=== Written request ===
Copy out the items starting with the line that contains "street in the provided photograph." and going on through the line that contains "252,170,327,224", with both of those lines included. In the answers, raise each bounding box coordinate by 36 and leave every other number unchanged.

=== Data provided ===
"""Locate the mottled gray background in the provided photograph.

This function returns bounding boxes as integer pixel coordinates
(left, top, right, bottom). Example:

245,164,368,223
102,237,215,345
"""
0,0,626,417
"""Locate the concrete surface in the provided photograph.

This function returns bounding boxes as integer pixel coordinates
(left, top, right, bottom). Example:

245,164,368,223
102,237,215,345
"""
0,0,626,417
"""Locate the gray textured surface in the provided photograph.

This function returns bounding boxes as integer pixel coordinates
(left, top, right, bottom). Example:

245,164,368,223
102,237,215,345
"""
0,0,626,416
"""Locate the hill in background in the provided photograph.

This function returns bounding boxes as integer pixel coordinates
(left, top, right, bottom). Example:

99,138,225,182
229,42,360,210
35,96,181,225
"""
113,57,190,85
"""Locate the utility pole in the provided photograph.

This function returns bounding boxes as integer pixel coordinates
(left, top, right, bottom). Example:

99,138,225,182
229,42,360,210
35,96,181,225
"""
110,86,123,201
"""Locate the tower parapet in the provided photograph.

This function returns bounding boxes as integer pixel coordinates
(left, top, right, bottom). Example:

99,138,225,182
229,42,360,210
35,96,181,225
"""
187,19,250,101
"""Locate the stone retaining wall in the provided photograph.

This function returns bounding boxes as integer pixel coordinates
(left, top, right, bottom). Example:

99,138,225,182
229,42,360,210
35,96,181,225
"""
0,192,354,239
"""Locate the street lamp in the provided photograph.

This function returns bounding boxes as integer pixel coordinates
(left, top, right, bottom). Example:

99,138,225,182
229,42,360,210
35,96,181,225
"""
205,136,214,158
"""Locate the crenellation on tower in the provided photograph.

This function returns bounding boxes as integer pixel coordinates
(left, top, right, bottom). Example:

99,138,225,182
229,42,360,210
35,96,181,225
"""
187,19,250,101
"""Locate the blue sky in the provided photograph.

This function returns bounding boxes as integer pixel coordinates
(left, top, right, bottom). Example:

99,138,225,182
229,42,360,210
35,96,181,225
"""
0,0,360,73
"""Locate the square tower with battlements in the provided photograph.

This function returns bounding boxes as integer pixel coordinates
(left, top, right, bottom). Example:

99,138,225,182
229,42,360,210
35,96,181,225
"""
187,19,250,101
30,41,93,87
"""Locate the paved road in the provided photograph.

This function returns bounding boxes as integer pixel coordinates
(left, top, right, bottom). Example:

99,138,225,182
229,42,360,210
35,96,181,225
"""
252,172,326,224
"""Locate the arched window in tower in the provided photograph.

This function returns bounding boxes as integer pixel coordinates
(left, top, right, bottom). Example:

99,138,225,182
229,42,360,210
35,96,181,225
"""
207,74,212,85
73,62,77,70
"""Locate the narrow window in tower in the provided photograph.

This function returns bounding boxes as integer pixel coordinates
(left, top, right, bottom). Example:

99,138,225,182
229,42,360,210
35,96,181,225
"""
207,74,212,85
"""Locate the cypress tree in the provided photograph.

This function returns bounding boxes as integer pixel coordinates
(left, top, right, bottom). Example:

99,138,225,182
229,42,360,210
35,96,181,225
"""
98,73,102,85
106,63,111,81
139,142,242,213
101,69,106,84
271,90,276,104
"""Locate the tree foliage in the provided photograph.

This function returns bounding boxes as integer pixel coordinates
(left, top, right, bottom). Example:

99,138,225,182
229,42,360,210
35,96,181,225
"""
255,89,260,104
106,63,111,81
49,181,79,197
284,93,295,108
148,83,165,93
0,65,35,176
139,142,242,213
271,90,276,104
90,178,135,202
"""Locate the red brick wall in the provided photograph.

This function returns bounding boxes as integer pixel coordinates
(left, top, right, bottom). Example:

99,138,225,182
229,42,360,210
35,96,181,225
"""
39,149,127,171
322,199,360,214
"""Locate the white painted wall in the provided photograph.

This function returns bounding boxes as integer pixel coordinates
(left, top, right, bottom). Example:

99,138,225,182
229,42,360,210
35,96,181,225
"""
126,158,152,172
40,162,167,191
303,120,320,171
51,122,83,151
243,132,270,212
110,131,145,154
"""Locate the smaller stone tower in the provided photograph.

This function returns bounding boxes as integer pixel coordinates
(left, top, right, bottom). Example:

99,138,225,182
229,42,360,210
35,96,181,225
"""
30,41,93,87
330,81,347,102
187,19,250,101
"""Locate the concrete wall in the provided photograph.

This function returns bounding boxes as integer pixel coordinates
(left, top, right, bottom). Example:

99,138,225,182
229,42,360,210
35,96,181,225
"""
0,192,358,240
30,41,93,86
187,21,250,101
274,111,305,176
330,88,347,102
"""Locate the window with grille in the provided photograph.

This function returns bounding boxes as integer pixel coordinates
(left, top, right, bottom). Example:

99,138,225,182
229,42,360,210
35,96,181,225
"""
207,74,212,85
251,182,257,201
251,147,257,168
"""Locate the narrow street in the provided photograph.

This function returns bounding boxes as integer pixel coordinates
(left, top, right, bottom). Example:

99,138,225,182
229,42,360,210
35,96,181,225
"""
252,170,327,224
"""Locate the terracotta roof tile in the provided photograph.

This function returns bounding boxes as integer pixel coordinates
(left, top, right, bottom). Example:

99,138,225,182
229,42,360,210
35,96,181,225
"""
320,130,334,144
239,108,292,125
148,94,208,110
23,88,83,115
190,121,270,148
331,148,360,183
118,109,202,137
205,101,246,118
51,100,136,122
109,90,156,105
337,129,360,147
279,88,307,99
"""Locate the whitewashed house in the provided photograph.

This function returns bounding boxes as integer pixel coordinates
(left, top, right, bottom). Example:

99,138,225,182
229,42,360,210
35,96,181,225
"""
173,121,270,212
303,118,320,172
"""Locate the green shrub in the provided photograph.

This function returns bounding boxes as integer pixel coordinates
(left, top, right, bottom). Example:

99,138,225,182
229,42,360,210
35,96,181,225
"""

=== Exercise response ===
"""Locate the narrow street in the provided photograph.

This function returns bounding boxes as integer pixel coordinates
(left, top, right, bottom). Example:

99,138,225,182
229,42,360,210
35,96,181,225
"""
288,206,363,260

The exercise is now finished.